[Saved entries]
********************

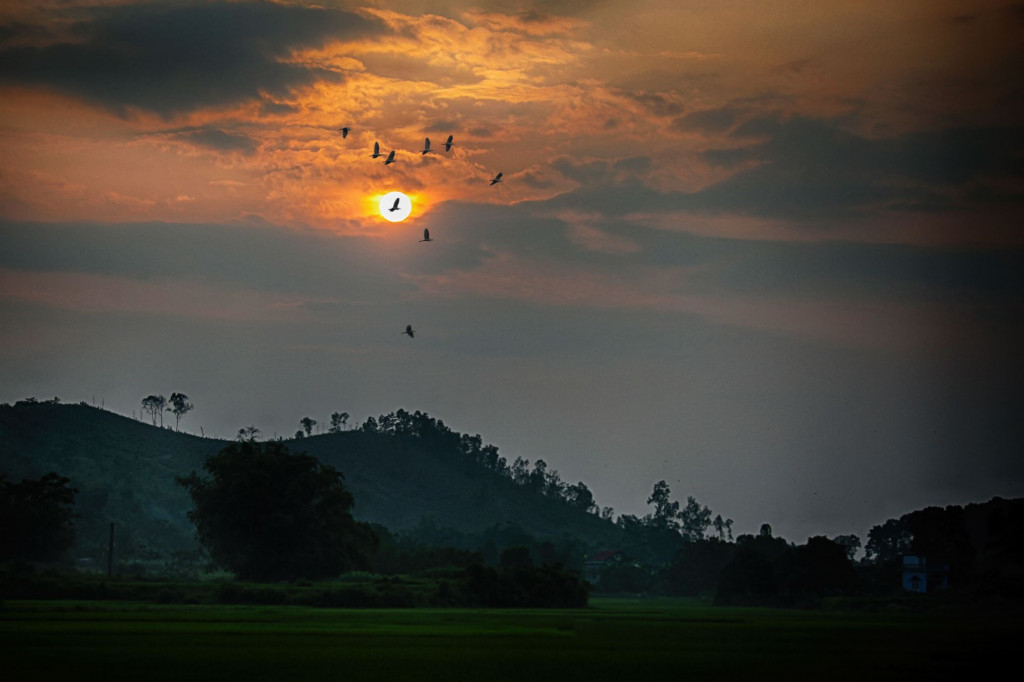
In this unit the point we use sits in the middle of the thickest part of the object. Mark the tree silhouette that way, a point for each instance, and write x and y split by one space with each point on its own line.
666 510
267 514
307 425
155 406
248 434
179 408
694 519
37 518
338 421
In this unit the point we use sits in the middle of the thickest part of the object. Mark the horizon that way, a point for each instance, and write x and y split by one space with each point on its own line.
772 256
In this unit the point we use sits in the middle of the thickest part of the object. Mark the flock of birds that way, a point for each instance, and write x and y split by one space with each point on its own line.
396 207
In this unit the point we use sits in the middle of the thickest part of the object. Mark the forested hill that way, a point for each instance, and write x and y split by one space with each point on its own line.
400 473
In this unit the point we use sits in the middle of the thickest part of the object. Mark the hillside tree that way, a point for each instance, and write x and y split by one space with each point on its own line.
268 514
338 421
179 408
155 405
666 510
694 519
307 424
37 518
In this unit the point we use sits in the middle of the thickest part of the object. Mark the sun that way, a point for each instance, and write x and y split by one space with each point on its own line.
395 206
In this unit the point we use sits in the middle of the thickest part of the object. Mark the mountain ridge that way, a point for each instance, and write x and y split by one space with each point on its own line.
125 472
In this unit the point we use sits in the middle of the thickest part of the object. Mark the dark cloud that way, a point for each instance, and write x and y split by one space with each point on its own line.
262 258
813 170
602 172
714 120
217 139
656 103
169 58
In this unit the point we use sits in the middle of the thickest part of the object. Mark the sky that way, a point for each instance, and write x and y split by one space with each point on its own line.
770 253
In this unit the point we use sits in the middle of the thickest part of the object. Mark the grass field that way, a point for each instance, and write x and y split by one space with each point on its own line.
612 639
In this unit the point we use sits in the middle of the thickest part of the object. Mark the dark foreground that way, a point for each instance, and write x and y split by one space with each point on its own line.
612 639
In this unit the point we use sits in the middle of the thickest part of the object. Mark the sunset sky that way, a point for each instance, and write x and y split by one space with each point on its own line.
769 252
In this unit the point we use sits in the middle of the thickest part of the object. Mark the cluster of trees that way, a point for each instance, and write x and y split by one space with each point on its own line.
156 406
36 518
982 544
471 449
753 569
339 421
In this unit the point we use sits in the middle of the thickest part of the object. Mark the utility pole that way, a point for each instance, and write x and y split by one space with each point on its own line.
110 555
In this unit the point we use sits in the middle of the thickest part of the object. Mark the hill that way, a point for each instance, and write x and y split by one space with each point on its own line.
125 472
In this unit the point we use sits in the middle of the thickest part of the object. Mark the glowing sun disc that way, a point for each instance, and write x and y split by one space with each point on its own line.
388 210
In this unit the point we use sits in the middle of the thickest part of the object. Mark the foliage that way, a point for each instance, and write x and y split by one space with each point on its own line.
307 425
520 587
338 421
267 514
179 408
36 518
889 542
155 405
696 566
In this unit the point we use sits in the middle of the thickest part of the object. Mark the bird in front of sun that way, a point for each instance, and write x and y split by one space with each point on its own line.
395 206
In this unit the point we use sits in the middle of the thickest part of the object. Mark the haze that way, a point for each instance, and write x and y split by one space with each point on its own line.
770 253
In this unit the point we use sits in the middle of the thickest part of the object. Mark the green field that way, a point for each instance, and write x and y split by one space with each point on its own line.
613 639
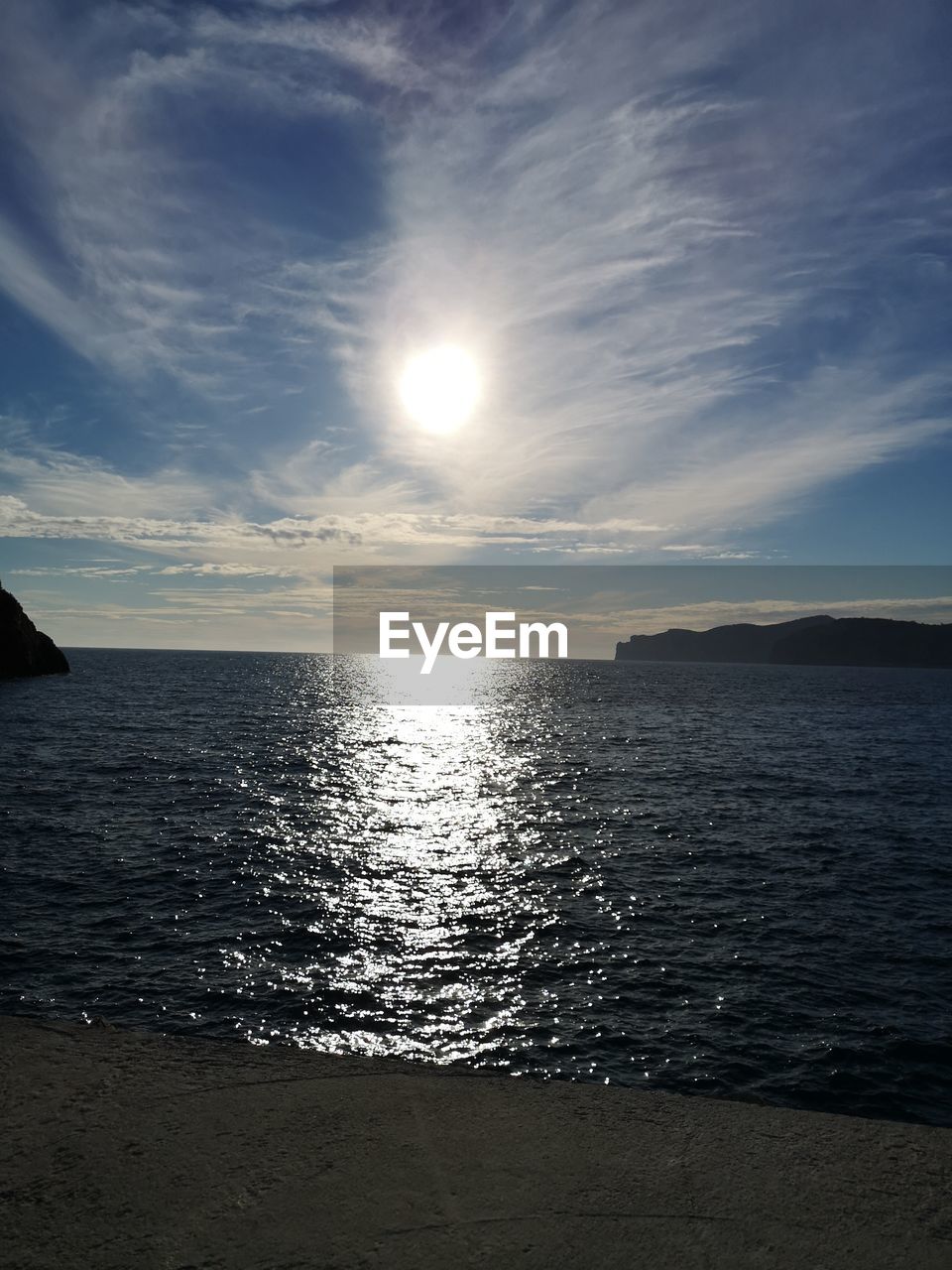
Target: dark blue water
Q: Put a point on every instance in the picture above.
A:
(729, 880)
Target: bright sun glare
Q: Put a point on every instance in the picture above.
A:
(439, 389)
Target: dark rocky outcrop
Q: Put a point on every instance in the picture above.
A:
(819, 640)
(24, 649)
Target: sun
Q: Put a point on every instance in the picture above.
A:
(439, 389)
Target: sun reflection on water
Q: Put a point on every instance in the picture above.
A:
(416, 867)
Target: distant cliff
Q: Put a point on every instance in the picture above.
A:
(24, 649)
(819, 640)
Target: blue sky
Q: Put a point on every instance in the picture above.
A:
(699, 253)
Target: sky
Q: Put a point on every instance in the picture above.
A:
(698, 253)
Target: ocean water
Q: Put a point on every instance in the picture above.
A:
(716, 879)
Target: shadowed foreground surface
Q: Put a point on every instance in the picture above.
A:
(121, 1148)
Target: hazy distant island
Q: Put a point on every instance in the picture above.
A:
(24, 649)
(820, 640)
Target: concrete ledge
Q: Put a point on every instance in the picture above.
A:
(122, 1150)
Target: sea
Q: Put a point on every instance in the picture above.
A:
(725, 880)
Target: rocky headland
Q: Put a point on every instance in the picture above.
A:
(23, 649)
(820, 640)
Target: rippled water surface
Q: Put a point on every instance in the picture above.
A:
(733, 880)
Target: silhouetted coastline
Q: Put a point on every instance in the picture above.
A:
(23, 649)
(819, 640)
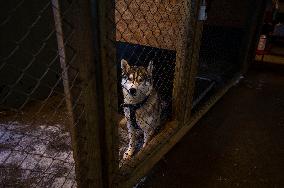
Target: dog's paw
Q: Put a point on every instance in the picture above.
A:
(126, 156)
(128, 153)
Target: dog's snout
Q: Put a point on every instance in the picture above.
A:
(132, 91)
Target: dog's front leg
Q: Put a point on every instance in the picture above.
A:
(148, 134)
(132, 142)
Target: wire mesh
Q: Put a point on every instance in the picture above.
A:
(35, 144)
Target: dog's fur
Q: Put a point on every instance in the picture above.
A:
(140, 79)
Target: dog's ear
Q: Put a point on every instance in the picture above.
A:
(150, 67)
(124, 66)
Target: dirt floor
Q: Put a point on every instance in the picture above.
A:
(239, 143)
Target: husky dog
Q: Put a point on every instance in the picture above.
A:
(141, 106)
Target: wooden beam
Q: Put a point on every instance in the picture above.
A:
(90, 60)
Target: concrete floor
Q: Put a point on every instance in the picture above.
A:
(239, 142)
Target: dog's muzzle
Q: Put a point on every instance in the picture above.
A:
(132, 91)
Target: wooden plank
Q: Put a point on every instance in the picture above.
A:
(103, 21)
(92, 84)
(252, 29)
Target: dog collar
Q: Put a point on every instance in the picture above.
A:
(132, 109)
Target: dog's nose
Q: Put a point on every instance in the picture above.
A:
(132, 91)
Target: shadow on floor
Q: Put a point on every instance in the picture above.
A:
(238, 143)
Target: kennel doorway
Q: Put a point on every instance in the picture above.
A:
(63, 61)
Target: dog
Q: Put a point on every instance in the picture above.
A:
(142, 106)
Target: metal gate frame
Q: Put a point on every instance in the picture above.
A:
(95, 138)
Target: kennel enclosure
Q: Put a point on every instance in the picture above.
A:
(61, 80)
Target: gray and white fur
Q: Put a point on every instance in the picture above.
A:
(137, 85)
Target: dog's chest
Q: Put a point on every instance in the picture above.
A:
(146, 115)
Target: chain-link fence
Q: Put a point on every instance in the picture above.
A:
(150, 54)
(35, 144)
(115, 76)
(47, 84)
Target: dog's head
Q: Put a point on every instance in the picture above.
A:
(136, 82)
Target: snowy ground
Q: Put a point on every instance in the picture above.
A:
(35, 156)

********************

- HOW TO COMPLETE THIS TASK
Leave the images aside and transcribe all entries exactly.

- SOLUTION
In this unit the point we use sits in the middle of the thickest part of the object. Mark the tree silhouette that way, a point for each instance, and write x and y split by one space with each point on its own line.
666 510
267 514
307 425
155 406
248 434
179 408
694 519
37 518
338 421
In this unit the point we use sits in the middle of the thickest part of the object. Mark the horizon that way, a point for each instance, and write x and y split by one space with each point on its own line.
772 256
In this unit the point we use sits in the middle of the thickest part of the object. Mark the flock of birds that way, a point for each instance, and write x and y split by one space with each point on its own line.
396 207
In this unit the point we use sits in the middle of the thickest part of the object. Mark the forested hill that way, a point for each instance, and write x and y split by one space with each point on its own line.
400 473
In this unit the point we use sits in the middle of the thickest part of the object. Mark the hillside tree that way, a point for each instance, and write x and y split by one space with each point on its own line.
268 514
338 421
179 408
155 405
666 510
694 519
307 424
37 518
In this unit the point we use sits in the middle of the thickest part of the object. Mark the sun that way, a point for each instance, and write x and y split by one space with each point on its own line.
395 206
In this unit the point we use sits in the middle of the thickest part of the object. Mark the mountain ridge that way, a point for each instance, and write x and y split by one space with each point on its own line.
125 472
In this unit the point we use sits in the middle of the thickest part of the object. Mark the dark cloud that way, a point for each instance, and write x and y split by one space with each point on its own line.
262 258
813 170
602 172
714 120
217 139
656 103
169 58
In this unit the point we use sits in the middle of the thickest part of the object. Mark the sky that way, a point for each instance, and write x and y split by one space with each point on its own line.
770 253
In this unit the point we use sits in the middle of the thickest part of the object. Mark the grass field that way, a point for each instance, and write x and y split by one space with each point on its own line.
612 639
In this unit the point we use sits in the middle of the thickest part of the object. Mark the dark foreground that way, a point for each instance, and write x and y split by one space with each point on its own line.
612 639
In this unit the point we use sits in the middle of the thickest part of the object. Mark the sunset sky that way, a point for each instance, and write x and y split by one space with each point on its own line.
769 252
In this unit the point we use sits in the middle of the thickest part of the object. Mark the cluster of trees that way, a point for each instance, and write x and y split by one space with each point on its own line.
156 406
36 518
982 544
471 449
753 569
339 421
In this unit the point we use sits in the middle of the thickest part of the object. Mark the utility pole that way, a point for each instance, and write x and y split by one space with each point on its own line.
110 555
In this unit the point we use sits in the middle of the thickest part of the object. Mark the hill that way, a point for each instance, and write x and y split by one space with each point on its own line.
125 472
In this unit the point we use sits in the middle of the thickest part of the object. Mark the glowing sun disc that way, a point for each instance, and write x and y split by one space with each point on its own line.
388 210
In this unit the point we use sits in the middle of the thickest part of the object. Mark the foliage that way, a point for each instance, and write x and y split by one space with each point on its own line.
307 425
520 587
338 421
267 514
179 408
36 518
889 542
155 405
696 566
In this unit the point we use sits in the middle of the thickest part of the object. Mark the bird in front of sun that way, a point for each instance, and write x and y split by one space with each point on its own line.
395 206
In this unit the point we use sits in the middle of the thickest part of the object. Mark the haze that way, a point for each instance, and write x and y split by one space with each point on its own line.
770 253
In this unit the point we use sits in the middle of the thickest part of the object. Mark the green field that way, a point for each instance, and write x and y split by one space with each point on its own line.
613 639
Target: dark blue water
Q: Put a point on every instance in the picture above.
A:
(729, 880)
Target: bright sun glare
Q: Put a point on every instance in the picture above.
A:
(439, 389)
Target: dark rocky outcrop
Q: Put a point on every instance in the picture above.
A:
(819, 640)
(24, 649)
Target: sun
Q: Put a point on every instance in the picture above.
A:
(439, 389)
Target: sun reflection on water
Q: Put a point on every instance in the picture above.
A:
(416, 867)
Target: distant cliff
Q: Put a point on every instance in the picture above.
A:
(24, 649)
(819, 640)
Target: blue sky
Q: Put a point on every instance in the picture above.
A:
(699, 253)
Target: sky
Q: Put a point on every instance in the picture above.
A:
(698, 253)
Target: ocean water
Q: Put a point on every instance in the picture above.
A:
(716, 879)
Target: shadowed foreground surface
Q: Put a point on every instance in the picture above.
A:
(121, 1148)
Target: hazy distant island
Q: Put a point on every instance in the picture above.
A:
(24, 649)
(820, 640)
Target: concrete ledge
Q: Put a point on every instance in the picture above.
A:
(122, 1150)
Target: sea
Q: Put a point on every instance in the picture above.
A:
(725, 880)
Target: rocky headland
Q: Put a point on every instance in the picture above.
A:
(23, 649)
(820, 640)
Target: rippled water surface
Q: Put a point on every instance in the picture above.
A:
(733, 880)
Target: silhouetted coastline
Q: Put a point on every instance in the picture above.
A:
(23, 649)
(819, 640)
Target: dog's paw
Q: Put a point on every instance in the picture above.
A:
(126, 156)
(128, 153)
Target: dog's snout
Q: Put a point on every instance in the picture above.
A:
(132, 91)
Target: dog's front leg
Q: Put a point on every instance in the picture above.
A:
(148, 134)
(132, 142)
Target: wire mesh
Q: Put a point on every instance in the picture above.
A:
(35, 144)
Target: dog's fur
Q: Put a point on every instance in the picture above.
A:
(140, 79)
Target: dog's ear
Q: Put a point on every instance in the picture above.
A:
(150, 67)
(124, 66)
Target: dirt floor
Q: Put a point on every instance in the picture above.
A:
(239, 143)
Target: husky dog
Q: Put a point on every instance in the picture above.
A:
(141, 106)
Target: wooden beam
Q: Put a point on every instance in the picture above.
A:
(90, 60)
Target: concrete floor
Q: Put a point on every instance in the picture above.
A:
(239, 142)
Target: dog's muzzle
Q: Put a point on every instance in the picture above.
A:
(132, 91)
Target: wooden plank
Q: Put a point on every instance in the picture above.
A:
(103, 21)
(92, 84)
(252, 29)
Target: dog collar
Q: Put a point on every instance in the picture above.
A:
(132, 109)
Target: dog's nose
Q: Put a point on every instance in the picture above.
A:
(132, 91)
Target: shadow on floor
Q: Put a point on every instance in the picture above.
A:
(238, 143)
Target: kennel doorway
Q: Put a point on every instance in the picture above.
A:
(63, 61)
Target: dog
Q: Put a point on every instance in the picture above.
A:
(142, 106)
Target: metal gate frame
Q: Put a point on every instance in the picture above.
A:
(95, 138)
Target: kennel enclosure
Q: Put a point on every instance in the picture above.
A:
(61, 80)
Target: gray and white fur
Q: Put a point on every instance in the picture above.
A:
(137, 85)
Target: dog's chest
Q: Put a point on every instance in the picture above.
A:
(146, 115)
Target: chain-link fence
Q: Put a point on every instance in the picture above.
A:
(150, 54)
(35, 144)
(115, 76)
(47, 84)
Target: dog's head
Q: Put a point on every instance in the picture above.
A:
(136, 82)
Target: snowy ground
Q: Put a point on every instance in the picture above.
A:
(35, 156)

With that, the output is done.